WHAT TO PRODUCE - Your task is to print every entry below exactly as given.

DATASET -
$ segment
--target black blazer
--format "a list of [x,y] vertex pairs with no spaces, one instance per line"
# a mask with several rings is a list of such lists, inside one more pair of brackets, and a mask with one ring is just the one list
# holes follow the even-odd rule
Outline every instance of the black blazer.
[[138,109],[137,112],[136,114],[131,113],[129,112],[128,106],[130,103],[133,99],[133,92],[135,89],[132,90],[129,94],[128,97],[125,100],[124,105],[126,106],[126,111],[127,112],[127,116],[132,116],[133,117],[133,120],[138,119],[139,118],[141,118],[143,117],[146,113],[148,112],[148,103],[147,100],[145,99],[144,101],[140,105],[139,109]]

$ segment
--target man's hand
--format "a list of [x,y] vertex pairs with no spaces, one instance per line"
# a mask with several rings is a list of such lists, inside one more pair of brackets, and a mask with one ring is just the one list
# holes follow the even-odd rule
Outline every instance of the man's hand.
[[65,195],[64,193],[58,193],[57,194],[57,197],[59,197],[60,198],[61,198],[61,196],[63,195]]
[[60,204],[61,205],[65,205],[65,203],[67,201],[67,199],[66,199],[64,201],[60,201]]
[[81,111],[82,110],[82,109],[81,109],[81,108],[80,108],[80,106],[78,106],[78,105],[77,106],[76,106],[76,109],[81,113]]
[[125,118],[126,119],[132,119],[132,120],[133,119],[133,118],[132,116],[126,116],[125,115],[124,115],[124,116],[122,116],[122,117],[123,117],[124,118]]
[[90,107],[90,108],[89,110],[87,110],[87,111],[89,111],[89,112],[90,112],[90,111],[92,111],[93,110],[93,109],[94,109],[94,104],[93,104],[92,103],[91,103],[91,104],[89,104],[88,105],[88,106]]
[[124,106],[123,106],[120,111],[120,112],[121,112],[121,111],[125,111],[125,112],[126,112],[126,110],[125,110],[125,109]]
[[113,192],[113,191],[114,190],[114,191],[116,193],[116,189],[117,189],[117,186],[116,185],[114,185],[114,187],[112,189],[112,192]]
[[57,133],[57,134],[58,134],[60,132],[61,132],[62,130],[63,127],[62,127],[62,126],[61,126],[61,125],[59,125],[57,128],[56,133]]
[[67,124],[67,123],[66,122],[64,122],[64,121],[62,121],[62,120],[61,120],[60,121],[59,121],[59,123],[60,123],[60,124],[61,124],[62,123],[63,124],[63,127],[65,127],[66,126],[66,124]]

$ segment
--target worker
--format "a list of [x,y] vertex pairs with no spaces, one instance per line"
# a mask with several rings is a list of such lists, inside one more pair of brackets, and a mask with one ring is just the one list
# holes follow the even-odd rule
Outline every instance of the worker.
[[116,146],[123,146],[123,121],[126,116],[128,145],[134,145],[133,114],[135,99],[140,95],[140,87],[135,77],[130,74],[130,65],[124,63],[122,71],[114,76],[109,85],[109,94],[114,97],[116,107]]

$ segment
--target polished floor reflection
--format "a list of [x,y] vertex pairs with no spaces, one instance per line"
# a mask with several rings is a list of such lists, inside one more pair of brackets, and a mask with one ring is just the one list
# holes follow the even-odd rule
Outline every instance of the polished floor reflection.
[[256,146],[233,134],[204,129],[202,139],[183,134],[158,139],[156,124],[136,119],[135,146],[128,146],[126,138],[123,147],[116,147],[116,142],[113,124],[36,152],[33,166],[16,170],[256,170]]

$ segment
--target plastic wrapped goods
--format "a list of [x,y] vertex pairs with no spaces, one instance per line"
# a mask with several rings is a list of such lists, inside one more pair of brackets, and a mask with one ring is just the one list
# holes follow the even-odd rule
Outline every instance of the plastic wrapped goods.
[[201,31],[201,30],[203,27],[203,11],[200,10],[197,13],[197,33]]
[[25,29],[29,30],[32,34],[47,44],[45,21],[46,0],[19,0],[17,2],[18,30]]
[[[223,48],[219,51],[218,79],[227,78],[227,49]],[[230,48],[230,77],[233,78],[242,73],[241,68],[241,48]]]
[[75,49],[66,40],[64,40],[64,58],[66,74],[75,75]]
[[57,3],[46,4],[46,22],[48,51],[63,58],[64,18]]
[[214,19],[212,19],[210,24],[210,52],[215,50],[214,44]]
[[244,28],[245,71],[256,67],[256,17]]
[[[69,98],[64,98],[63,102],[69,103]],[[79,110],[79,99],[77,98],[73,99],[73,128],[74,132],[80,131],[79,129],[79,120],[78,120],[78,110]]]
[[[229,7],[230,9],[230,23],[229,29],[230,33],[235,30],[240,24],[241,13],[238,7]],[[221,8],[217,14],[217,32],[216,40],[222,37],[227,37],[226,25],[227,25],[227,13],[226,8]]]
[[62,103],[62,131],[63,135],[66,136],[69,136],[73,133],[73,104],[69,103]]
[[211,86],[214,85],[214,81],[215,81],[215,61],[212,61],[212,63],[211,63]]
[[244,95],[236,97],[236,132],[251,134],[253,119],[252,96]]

RESULT OF THIS EXERCISE -
$ segment
--target black blazer
--format "a list of [x,y] vertex pairs with no spaces, one instance per line"
# a mask with several rings is a list of such lists, inside one more pair of brackets, and a mask with one ring is just the one list
# holes follow the even-odd rule
Outline every instance of the black blazer.
[[138,109],[137,112],[136,114],[131,113],[129,112],[128,106],[130,103],[133,99],[133,92],[135,89],[132,90],[129,94],[128,97],[125,100],[124,105],[126,106],[126,111],[127,112],[127,116],[132,116],[133,117],[133,120],[138,119],[139,118],[141,118],[143,117],[146,113],[148,112],[148,103],[147,100],[145,99],[144,101],[140,105],[139,109]]

$ segment
--target man's hand
--format "a list of [x,y] vertex pairs with no spaces, one instance per line"
# a mask with several rings is a list of such lists, inside one more pair of brackets, and a mask with one ring is just the one list
# holes follow the even-odd rule
Outline every instance of the man's hand.
[[65,195],[64,193],[58,193],[57,194],[57,197],[59,197],[60,198],[61,198],[61,196],[63,195]]
[[60,204],[61,205],[65,205],[65,203],[67,201],[67,199],[66,199],[64,201],[60,201]]
[[81,111],[82,110],[82,109],[81,109],[81,108],[80,108],[80,106],[78,106],[78,105],[77,106],[76,106],[76,109],[81,113]]
[[125,118],[126,119],[132,119],[132,120],[133,119],[133,118],[132,116],[126,116],[125,115],[124,115],[124,116],[122,116],[122,117],[123,117],[124,118]]
[[90,107],[90,108],[89,110],[87,110],[87,111],[89,111],[89,112],[90,112],[90,111],[92,111],[93,110],[93,109],[94,109],[94,104],[93,104],[92,103],[91,103],[91,104],[89,104],[88,105],[88,106]]
[[124,106],[123,106],[120,111],[120,112],[121,112],[121,111],[125,111],[125,112],[126,112],[126,110],[125,110],[125,109]]
[[113,192],[113,191],[114,190],[114,191],[116,193],[116,189],[117,189],[117,186],[116,185],[114,185],[114,187],[112,189],[112,192]]
[[57,133],[57,134],[58,134],[60,132],[61,132],[62,130],[63,127],[62,127],[62,126],[61,126],[61,125],[59,125],[57,128],[56,133]]
[[67,124],[67,123],[66,122],[64,122],[64,121],[62,121],[62,120],[61,120],[60,121],[59,121],[59,123],[60,123],[60,124],[61,124],[62,123],[63,124],[63,127],[65,127],[66,126],[66,124]]

$ segment
--target worker
--format "a list of [x,y] vertex pairs with no spaces, one instance per line"
# a mask with several rings is a list of such lists, inside one more pair of brackets, and a mask with one ring is just the one list
# holes follow the even-odd rule
Outline every instance of the worker.
[[116,146],[123,146],[123,121],[126,116],[128,145],[134,145],[133,114],[135,99],[140,95],[140,87],[135,77],[130,74],[130,65],[124,63],[122,71],[114,76],[109,85],[109,94],[114,97],[116,107]]

$ segment
--target polished floor reflection
--format "a list of [x,y] vertex pairs with no spaces, one instance per line"
# a mask with several rings is a list of such lists, inside one more pair of brackets, and a mask with one ring is just the one list
# holes follow the even-odd rule
Outline every instance of the polished floor reflection.
[[256,146],[233,134],[204,129],[202,139],[183,134],[158,139],[156,124],[136,119],[135,146],[128,146],[126,138],[123,147],[116,147],[116,142],[113,124],[36,152],[33,166],[16,170],[256,170]]

$ segment
--target plastic wrapped goods
--format "a list of [x,y] vertex pairs with no spaces, one instance per line"
# a mask with several rings is a list of such lists, inside one more pair of brackets, and a mask with one ring is just the one list
# holes follow the even-odd rule
Outline every instance of the plastic wrapped goods.
[[201,31],[201,30],[203,27],[203,11],[200,10],[197,13],[197,33]]
[[25,29],[29,30],[32,34],[47,44],[45,21],[46,0],[19,0],[17,2],[18,30]]
[[[223,48],[219,51],[218,79],[227,78],[227,49]],[[230,48],[230,77],[233,78],[242,73],[241,68],[241,48]]]
[[75,49],[66,40],[64,40],[64,58],[66,74],[75,75]]
[[57,3],[46,4],[46,22],[48,51],[63,58],[64,18]]
[[214,19],[212,19],[210,24],[210,52],[215,50],[214,44]]
[[244,28],[245,71],[256,67],[256,17]]
[[[69,98],[64,98],[63,102],[69,103]],[[79,110],[79,99],[77,98],[73,99],[73,128],[74,132],[80,131],[79,129],[79,120],[78,120],[78,110]]]
[[[229,7],[230,9],[230,23],[229,29],[230,33],[235,30],[240,24],[241,13],[238,7]],[[221,8],[217,14],[217,32],[216,40],[222,37],[227,37],[226,25],[227,25],[227,13],[226,8]]]
[[62,103],[62,131],[63,135],[66,136],[69,136],[73,133],[73,104],[69,103]]
[[211,86],[214,85],[214,81],[215,81],[215,61],[212,61],[212,63],[211,63]]
[[244,95],[236,97],[236,132],[251,134],[253,119],[252,96]]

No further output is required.